* ФРАГМЕНТ СТРАНИЦЫ:
▼▼▼
Выбрать главу

   Вернувшись домой, Лавкрафт обнаружил, что легион кошек, прозванный Каппа Альфа Тау, по-прежнему процветает. В августе он даже придумал для него своего рода гимн или боевую песню. Но трагедия не замедлила себя ждать. Котенок, прозванный Лавкрафтом Сэмом Перкинсом, родившийся только в июне 1934 г., был найден в кустах мертвым 10 сентября. Лавкрафт немедленно написал на его смерть элегию "Маленький Сэм Перкинс":

The ancient garden seems tonight

A deeper gloom to bear,

As if some silent shadow's blight

Were hov'ring in the air.

With hidden griefs the grasses sway,

Unable quite to word them

- Remembering from yesterday

The little paws that stirr'd them.

   Оставались, конечно, и другие кошки, живые и здоровые. И, разумеется, Лавкрафт всегда был рад позабавиться выходками кошек своих приятелей: Симетой [Simaetha], древним матриархом Кларка Эштона Смита; ордой кошек Р.Х. Барлоу, включавшей Муравьиного Льва, Рослого, Коротышку, Кира и Дария (двух персов, естественно), Альфреда А. Кнопфа и т.д [Doodlebug, High, Low, Cyrus, Darius, Alfred A. Knopf]; белоснежного Крома Дуэйна У. Римеля; и, самого занятного, Нимрода, дикого кота, который однажды в начале 1935 г. обнаружился на пороге Э. Хоффмана Прайса и поселился у последнего, жадно пожирая бобы и сырое мясо, сражаясь с окрестными псами, раскапывая и поедая гоферов и пропадая, по крайней мере, дважды, прежде чем окончательно пропасть в никуда где-то в 1936 г. Айлурофилия процветла в кругу друзей Лавкрафта.
▲▲▲
* ИСХОДНЫЕ ДАННЫЕ:
▼▼▼
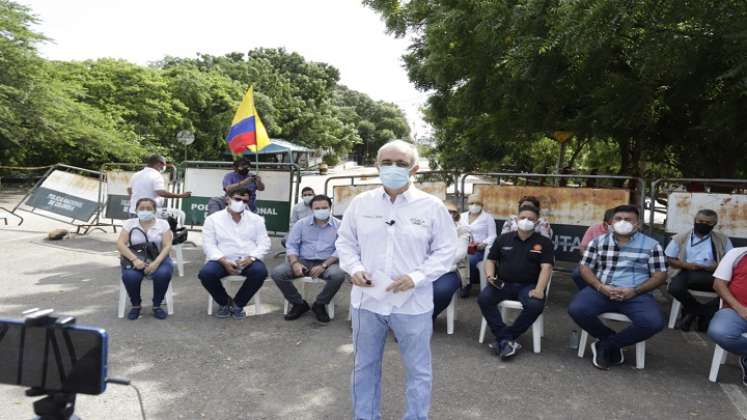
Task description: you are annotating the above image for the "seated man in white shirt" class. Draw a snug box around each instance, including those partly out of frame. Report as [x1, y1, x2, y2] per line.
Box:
▲▲▲
* ЦЕЛЬ УПРАЖНЕНИЯ:
Определите, согласуются ли с фрагментом страницы утверждения: (a) котенок Сэм Перкинс родился в июне 1934 г.; (b) Кром, кот Дуэйна У. Римеля, был черным; (c) Нимрод появился на пороге Э. Хоффмана Прайса в начале 1935 г. Для каждого ответьте «да» или «нет» и приведите дословно решающие слова фрагмента. Отвечайте, опираясь только на фрагмент страницы.

* РЕШЕНИЕ:
(a) Да: «родившийся только в июне 1934 г.»
(b) Нет: «белоснежного Крома Дуэйна У. Римеля»
(c) Да: «однажды в начале 1935 г. обнаружился на пороге Э. Хоффмана Прайса»